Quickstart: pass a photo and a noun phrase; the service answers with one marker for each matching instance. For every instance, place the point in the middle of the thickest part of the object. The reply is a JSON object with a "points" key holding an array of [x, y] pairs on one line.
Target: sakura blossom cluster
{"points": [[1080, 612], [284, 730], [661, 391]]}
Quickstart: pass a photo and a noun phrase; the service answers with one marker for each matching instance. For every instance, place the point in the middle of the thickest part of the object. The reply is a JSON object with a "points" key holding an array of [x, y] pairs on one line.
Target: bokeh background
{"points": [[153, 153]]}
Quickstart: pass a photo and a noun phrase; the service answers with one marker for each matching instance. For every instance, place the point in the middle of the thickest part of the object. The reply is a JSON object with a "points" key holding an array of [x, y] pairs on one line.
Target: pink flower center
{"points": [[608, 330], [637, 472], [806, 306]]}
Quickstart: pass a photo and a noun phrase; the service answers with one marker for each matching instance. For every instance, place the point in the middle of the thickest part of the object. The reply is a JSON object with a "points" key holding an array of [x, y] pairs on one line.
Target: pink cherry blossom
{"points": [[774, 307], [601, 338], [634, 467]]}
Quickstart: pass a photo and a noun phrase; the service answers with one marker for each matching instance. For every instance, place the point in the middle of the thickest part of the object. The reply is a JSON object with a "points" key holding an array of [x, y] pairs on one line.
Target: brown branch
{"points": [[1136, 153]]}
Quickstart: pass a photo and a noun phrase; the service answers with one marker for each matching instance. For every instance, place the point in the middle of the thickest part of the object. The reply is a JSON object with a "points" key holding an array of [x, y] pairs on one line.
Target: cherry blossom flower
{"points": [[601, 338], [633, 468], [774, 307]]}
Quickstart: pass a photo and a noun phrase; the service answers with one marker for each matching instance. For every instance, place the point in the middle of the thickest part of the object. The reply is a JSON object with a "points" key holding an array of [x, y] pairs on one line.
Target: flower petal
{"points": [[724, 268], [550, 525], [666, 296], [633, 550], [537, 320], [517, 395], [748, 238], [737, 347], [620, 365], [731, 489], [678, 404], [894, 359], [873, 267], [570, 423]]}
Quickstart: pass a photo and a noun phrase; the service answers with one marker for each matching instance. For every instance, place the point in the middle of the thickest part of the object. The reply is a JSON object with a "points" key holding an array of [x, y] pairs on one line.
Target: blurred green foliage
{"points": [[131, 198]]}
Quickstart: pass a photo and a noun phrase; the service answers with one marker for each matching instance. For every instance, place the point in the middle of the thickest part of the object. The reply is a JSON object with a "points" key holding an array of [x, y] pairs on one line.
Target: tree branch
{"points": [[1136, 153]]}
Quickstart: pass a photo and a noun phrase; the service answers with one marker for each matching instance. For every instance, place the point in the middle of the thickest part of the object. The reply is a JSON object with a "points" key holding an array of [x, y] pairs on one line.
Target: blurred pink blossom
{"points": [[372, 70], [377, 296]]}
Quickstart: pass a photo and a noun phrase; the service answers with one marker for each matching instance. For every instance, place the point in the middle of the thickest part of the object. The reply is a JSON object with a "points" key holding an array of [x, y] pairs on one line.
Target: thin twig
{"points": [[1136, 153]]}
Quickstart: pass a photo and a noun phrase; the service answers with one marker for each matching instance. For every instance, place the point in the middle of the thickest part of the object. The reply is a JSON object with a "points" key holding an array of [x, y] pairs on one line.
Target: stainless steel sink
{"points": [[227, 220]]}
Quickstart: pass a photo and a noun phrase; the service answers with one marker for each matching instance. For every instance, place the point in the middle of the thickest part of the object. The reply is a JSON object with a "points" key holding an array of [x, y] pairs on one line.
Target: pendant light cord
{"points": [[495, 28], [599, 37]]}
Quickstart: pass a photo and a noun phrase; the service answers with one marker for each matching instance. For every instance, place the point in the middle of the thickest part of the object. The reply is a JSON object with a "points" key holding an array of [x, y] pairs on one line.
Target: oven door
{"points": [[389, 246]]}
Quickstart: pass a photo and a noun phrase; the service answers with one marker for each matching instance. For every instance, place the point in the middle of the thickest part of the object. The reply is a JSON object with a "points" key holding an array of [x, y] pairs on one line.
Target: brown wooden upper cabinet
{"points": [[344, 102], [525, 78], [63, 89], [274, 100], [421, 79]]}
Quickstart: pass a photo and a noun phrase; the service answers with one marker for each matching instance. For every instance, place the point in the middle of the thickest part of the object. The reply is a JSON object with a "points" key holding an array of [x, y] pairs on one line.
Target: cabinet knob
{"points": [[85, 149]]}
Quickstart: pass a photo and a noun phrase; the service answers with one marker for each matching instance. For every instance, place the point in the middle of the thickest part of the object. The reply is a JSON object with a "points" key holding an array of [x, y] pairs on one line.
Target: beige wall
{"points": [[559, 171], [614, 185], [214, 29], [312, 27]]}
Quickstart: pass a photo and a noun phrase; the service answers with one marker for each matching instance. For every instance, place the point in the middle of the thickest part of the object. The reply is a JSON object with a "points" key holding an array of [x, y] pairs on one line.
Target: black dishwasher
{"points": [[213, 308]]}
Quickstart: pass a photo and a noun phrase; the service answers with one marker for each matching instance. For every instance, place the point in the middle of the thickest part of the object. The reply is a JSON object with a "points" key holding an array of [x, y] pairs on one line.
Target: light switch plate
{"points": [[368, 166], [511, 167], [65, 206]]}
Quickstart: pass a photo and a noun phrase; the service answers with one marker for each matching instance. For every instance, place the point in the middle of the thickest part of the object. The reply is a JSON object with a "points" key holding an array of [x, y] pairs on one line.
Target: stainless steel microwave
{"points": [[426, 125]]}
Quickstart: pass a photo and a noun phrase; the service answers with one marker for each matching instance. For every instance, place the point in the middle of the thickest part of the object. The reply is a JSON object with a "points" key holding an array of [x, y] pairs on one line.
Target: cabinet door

Exercise description:
Nothing may be omitted. Restate all of the entries exactly.

Exercise result:
Quickstart: pass a photo and a noun phrase; the service answers with one marker for each matching instance. For every instance, place the point in the middle of the thickest part of the object. The reply is a JSON object with a "points" key holding an array of [x, y] pairs on one line.
Target: sakura blossom cluster
{"points": [[1080, 612], [284, 730], [661, 391]]}
Quickstart: pass a photo and a noun phrase; the service answers with one marker for each matching instance. For every instance, place the point in the middle of the thickest part of the object. The reply is a JSON object with a "points" key holding an array of [x, y] pairs on one line.
Target: bokeh background
{"points": [[153, 153]]}
Quickstart: pass a photo and a noun phrase; the service answers with one marker for each matching instance. For every instance, place the point in the middle of the thickest part of the object. The reply is a JSON object with a "points" key holding an array of [x, y] pairs on one line.
Target: pink flower center
{"points": [[608, 330], [637, 472], [806, 306]]}
Quickstart: pass a photo and a noun phrase; the service answers with one marker for each matching instance. For every instance, place the point in the middle of the thickest part of the object. The reply is a JSON object with a "points" key holding an array of [x, y] pairs on one line.
Target: pink cherry blossom
{"points": [[774, 307], [601, 338], [634, 467]]}
Quickstart: pass a photo and a noun phrase; the service answers with one marker for each matching instance. For every instance, place the point in the middle of the thickest part of the object. The reply is a JSON object with a "points" key holding an array of [x, y] pairs on one line.
Target: brown branch
{"points": [[1136, 153]]}
Quickstart: pass a photo and a noun phrase; the service answers with one marker for each matching instance. For every instance, place the point in the middle of the thickest part of the object. The reply is a JSON object with a "points" key holding an array of [x, y] pairs on one line.
Target: cherry blossom flower
{"points": [[601, 338], [633, 468], [774, 307]]}
Quickstart: pass a photo and a noun phrase; the service answers with one marker for each matching instance. For every instance, place the point in the middle of the thickest part of the object. The reply is a JSON object with a "points" key holding an array of [x, y] pairs on one line.
Target: flower petal
{"points": [[724, 268], [550, 525], [666, 296], [633, 550], [537, 320], [517, 395], [748, 238], [737, 347], [620, 365], [731, 489], [678, 404], [894, 359], [873, 267], [570, 423]]}
Quickstart: pass a photo and a noun phrase; the service answers with one marker for each matching instance. For every instance, place the point in the middle of the thickest part of the object. The reply is a JSON object with a "points" key holding an array of [x, y] pairs on one line.
Target: blurred green foliage
{"points": [[131, 198]]}
Quickstart: pass a photo and a noun phrase; the service answers with one marker for each matching instance. For every instance, place the point in the middle of the thickest part of the object. The reply is a JSON object with a "points" key holding an array of [x, y] pairs on one line.
Target: tree branch
{"points": [[1136, 153]]}
Quickstart: pass a photo and a noun phrase; the service answers with one marker for each matching instance. For every instance, place the point in the middle of the thickest part of the object. The reply is a JSON object with a "points" key holding an array of [x, y] pairs on one line.
Target: blurred pink blossom
{"points": [[372, 70], [377, 296]]}
Quickstart: pass a photo and a noun phrase; the service answers with one marker for each matching instance. For every instance, place the point in the middle of the thickest part of the object. The reply is a JSON object with a "points" key holding an array of [x, y] pairs on one line.
Target: thin twig
{"points": [[1136, 153]]}
Quickstart: pass a photo and a noun phrase; the service answers with one marker for each matching instance. For every instance, place the point in the middle of the thickest part of the object. The reply is a JSON object with a "points" key holding an array of [x, y] pairs on one line.
Target: stainless steel sink
{"points": [[227, 220]]}
Quickstart: pass a photo and a noun phrase; the service answers with one marker for each matching instance. For every instance, place the point in the middle of the thickest part of the object. The reply is a JSON object with a "points" key holding an array of [x, y] pairs on one line.
Target: pendant light cord
{"points": [[495, 28], [599, 37]]}
Quickstart: pass a photo and a noun phrase; the service answers with one marker for each matching instance. For every instance, place the point in the middle of the thickest part of the object. The reply is a JSON object with a "points" key holding an array of [x, y] pairs on one line.
Target: oven door
{"points": [[389, 246]]}
Quickstart: pass a photo and a noun phrase; the service answers with one marker for each matching instance. For every instance, place the point in the middle of the thickest part of the object. The reply is a JSON object with a "points" key holding an array of [x, y] pairs on one line.
Target: brown wooden upper cabinet
{"points": [[344, 102], [525, 78], [63, 89], [274, 100], [421, 79]]}
Quickstart: pass a photo and a noun phrase; the service answers with one marker for each matching instance. For every instance, place the point in the middle of the thickest part of the object. The reply is a JSON object with a "points" key holding an array of [x, y] pairs on one line.
Target: cabinet knob
{"points": [[85, 149]]}
Quickstart: pass a photo and a noun phrase; the service answers with one marker for each matching instance. For every instance, place the point in the middle of the thickest part of the object. The reply is a JSON object with a "points" key holding an array of [x, y] pairs on one line.
Target: beige wall
{"points": [[559, 171], [614, 185], [214, 29], [312, 27]]}
Quickstart: pass a photo and a noun phrase; the service answers with one marker for each matching instance. For every instance, place the point in the middle of the thickest part of the object. The reply is a JSON object with a "points" key holding an array of [x, y] pairs on one line.
Target: black dishwasher
{"points": [[213, 308]]}
Quickstart: pass a photo and a noun phrase; the service answers with one marker for each matching instance. For every instance, place the point in the middle of the thickest part of the object. The reply is a JSON object with a "points" key holding an array of [x, y] pairs on one line.
Target: light switch plate
{"points": [[368, 166], [511, 167], [65, 206]]}
Quickstart: pass a photo and a noun phrase; the service answers with one marker for each matching instance. For every instance, place the point in the middle of the thickest part of the object. The reply is a JSON object with a "points" key holding an array of [x, y] pairs on one line.
Target: stainless steel microwave
{"points": [[426, 125]]}
Quickstart: pass a photo and a noun phrase; the service answers with one marker for each matching instance. For every instance, place the point in the middle of the thickest part of the object. The reply is a JSON object with a "points" key holding an array of [x, y] pairs on one line.
Target: cabinet door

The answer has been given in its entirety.